● **Study text**:
Obama's Corrosive Communitarian 'Service' for Students
The president-elect has backpedaled on his longstanding campaign promise to have government mandate community service by students. Seemingly more innocuously, he now plans to "call on" and "encourage" them to serve by "setting a goal" for all middle school and high school students to perform 50 hours of service a year, and for all college students who perform 100 hours of service to receive a tax credit guaranteeing that the first $4,000 of their college education is entirely free.
Some, such as Michele Catalano writing at Pajamas Media, seem incredulous that anyone could "frown upon" such an "altruistic," "sharing," "caring," "helping," "selfless" program. She waxes indignant that some critics have associated it with socialism and Marxism, which hold that society should be dealt with as a collective and that only workers' labor, not free exchanges of goods and services, should determine our communal life.
In fact, however, Obama's grand community service design would surely have more than a little ideologically in common with socialism and Marxism. To judge by similar existing programs, such as so-called "service learning" (that incorporates community work, as distinct from career-building student internships, into the college curriculum for course credit), Obama's plan would share with socialism and Marxism a communitarian, anti-individualistic outlook and social agenda. This philosophy is inimical to that individualism which is rooted in the Judeo-Christian emphasis on the moral primacy of the person, not the group, and which has been the historic cornerstone of American freedom and prosperity. It is completely predictable that Obama's plan, if implemented nationwide, would greatly infect this nation further with the very communitarian and anti-individualist political ideology that produced such disastrous socialist and Marxist regimes in Europe and elsewhere.

● **Work request**: Render this sentence from the article on Obama's student service plan in Spanish: "The president-elect has backpedaled on his longstanding campaign promise to have government mandate community service by students."

[Dataset entries]
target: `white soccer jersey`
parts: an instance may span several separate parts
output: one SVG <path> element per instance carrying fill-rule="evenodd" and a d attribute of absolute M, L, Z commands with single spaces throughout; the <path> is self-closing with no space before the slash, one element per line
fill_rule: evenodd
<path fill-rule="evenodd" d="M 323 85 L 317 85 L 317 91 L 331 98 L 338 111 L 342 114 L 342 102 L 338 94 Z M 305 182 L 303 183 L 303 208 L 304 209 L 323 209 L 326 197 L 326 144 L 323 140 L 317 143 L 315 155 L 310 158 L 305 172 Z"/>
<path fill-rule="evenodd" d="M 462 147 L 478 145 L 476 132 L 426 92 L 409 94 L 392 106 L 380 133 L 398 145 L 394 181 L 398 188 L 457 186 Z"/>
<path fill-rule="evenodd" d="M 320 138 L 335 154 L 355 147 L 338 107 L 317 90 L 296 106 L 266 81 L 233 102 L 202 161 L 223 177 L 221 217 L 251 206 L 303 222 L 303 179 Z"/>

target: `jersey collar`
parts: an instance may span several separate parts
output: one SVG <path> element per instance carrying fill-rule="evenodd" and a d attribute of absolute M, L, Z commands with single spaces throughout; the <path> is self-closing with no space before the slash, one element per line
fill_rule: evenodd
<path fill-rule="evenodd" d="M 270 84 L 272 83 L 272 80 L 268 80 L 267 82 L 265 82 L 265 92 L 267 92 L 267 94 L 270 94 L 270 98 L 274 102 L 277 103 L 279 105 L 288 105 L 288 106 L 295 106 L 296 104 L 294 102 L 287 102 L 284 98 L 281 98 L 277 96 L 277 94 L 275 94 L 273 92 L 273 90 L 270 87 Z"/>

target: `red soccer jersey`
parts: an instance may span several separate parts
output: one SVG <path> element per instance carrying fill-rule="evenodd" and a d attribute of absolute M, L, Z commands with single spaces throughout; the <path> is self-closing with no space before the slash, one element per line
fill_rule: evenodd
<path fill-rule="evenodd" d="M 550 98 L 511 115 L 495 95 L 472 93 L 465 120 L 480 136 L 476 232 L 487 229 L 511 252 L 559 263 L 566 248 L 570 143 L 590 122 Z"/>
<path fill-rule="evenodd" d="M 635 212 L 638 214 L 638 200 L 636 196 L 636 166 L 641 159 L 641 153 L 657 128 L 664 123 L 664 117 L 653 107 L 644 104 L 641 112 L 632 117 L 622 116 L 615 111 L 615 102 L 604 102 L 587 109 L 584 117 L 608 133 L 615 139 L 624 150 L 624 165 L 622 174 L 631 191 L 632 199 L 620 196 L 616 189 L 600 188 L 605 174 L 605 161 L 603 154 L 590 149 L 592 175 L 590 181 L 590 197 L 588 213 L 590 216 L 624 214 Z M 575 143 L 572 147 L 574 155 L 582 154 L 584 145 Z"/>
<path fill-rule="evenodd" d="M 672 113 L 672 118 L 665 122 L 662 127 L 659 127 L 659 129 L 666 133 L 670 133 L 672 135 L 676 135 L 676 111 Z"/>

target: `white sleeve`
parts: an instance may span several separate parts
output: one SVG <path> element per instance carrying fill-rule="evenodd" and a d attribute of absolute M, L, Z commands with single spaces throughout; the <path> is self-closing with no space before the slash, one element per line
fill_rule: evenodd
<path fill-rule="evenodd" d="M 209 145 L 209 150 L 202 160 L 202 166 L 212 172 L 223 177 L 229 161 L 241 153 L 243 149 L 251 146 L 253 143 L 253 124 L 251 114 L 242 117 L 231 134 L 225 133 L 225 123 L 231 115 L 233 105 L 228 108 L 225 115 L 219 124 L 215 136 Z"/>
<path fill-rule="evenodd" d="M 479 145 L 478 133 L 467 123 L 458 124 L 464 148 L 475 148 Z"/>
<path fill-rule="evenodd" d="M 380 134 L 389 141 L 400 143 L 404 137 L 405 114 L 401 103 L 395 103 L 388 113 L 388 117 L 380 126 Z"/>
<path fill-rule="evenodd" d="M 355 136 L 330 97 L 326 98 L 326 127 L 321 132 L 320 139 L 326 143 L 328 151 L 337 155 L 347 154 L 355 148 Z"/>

--

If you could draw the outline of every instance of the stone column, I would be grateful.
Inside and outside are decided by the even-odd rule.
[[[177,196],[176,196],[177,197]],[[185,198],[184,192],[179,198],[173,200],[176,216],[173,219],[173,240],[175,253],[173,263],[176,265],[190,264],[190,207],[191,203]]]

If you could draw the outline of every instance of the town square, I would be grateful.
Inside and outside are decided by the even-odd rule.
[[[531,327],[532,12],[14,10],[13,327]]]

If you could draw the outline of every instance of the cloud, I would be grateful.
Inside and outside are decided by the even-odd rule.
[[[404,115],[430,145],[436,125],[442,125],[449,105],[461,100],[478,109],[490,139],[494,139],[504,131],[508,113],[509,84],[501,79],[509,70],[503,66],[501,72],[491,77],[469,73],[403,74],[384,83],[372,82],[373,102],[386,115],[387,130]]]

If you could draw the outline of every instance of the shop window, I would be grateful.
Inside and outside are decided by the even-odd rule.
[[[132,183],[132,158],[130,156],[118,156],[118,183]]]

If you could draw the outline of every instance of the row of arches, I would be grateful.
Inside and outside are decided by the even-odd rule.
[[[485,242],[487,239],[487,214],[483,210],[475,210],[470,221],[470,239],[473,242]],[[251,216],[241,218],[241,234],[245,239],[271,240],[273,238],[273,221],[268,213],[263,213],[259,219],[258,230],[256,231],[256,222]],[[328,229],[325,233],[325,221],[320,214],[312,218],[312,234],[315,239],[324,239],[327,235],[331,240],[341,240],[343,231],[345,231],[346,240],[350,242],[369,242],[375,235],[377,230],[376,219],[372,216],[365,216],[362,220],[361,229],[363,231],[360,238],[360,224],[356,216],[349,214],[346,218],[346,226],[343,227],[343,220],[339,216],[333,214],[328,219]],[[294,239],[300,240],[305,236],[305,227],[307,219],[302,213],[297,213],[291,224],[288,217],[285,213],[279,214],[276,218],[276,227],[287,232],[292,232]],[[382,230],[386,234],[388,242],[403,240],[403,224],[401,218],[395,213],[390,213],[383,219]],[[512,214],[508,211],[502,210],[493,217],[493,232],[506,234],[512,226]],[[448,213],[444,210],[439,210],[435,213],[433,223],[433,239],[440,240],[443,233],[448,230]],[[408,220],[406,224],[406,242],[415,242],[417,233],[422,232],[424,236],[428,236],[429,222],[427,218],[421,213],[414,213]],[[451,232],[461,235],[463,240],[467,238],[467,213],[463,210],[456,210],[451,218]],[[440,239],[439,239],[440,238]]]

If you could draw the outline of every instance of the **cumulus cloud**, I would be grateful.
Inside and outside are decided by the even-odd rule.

* * *

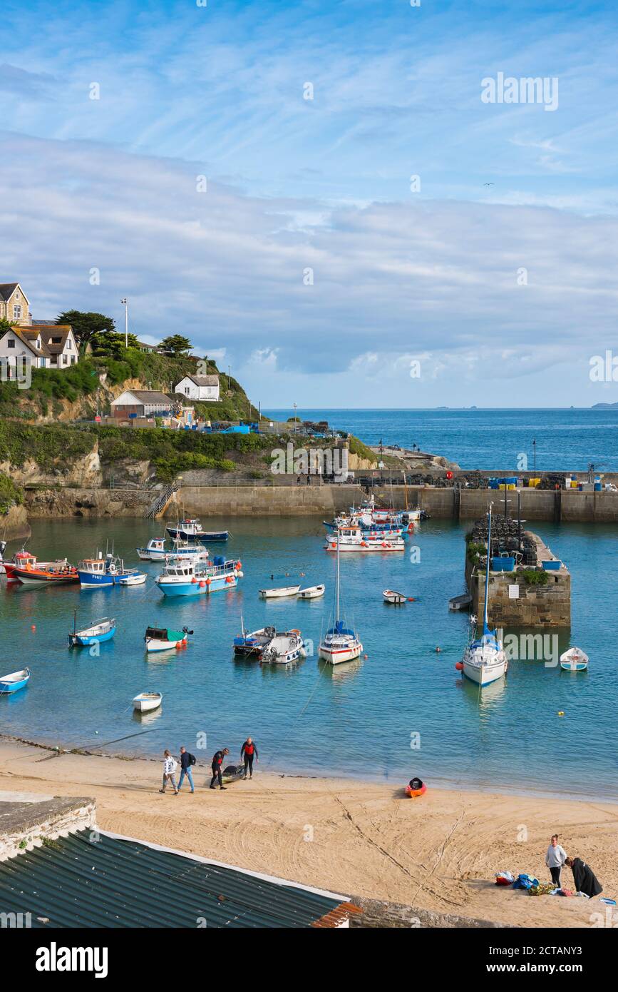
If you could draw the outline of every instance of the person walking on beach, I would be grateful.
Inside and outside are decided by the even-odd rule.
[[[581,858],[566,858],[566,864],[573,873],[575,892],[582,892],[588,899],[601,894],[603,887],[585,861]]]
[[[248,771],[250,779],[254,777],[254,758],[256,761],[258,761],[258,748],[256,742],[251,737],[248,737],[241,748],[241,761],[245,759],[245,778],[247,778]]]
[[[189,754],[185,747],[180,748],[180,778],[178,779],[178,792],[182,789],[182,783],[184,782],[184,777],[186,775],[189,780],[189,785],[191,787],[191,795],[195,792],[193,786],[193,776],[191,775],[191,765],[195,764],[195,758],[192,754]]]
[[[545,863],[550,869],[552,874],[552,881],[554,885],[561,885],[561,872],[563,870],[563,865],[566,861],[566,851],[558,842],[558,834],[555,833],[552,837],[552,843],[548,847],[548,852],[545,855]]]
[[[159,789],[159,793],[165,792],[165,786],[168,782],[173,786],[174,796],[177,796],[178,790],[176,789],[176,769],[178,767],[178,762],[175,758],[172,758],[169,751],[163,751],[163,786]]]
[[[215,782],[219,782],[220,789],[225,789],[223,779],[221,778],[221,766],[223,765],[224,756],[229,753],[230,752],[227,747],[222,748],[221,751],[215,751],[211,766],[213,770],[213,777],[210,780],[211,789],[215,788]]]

● **Output**: El presidente electo se ha retractado de su antigua promesa de campaña de que el gobierno hiciera obligatorio el servicio comunitario para los estudiantes.